§ ABOUT THIS TASK
Among the entries beneath this sentence, how many lines include the word "instance"? Only the number is wanted.

Start of PROVIDED INFORMATION

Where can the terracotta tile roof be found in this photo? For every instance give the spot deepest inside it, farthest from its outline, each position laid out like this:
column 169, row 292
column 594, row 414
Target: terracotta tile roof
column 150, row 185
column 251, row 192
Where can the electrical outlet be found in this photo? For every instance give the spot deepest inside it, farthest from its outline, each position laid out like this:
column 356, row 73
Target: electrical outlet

End of PROVIDED INFORMATION
Start of PROVIDED INFORMATION

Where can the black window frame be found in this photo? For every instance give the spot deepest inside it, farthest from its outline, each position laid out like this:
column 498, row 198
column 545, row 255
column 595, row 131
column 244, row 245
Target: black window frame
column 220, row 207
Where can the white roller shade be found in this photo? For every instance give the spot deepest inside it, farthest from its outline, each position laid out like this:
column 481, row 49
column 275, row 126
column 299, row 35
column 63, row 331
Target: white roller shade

End of PROVIDED INFORMATION

§ SOLUTION
4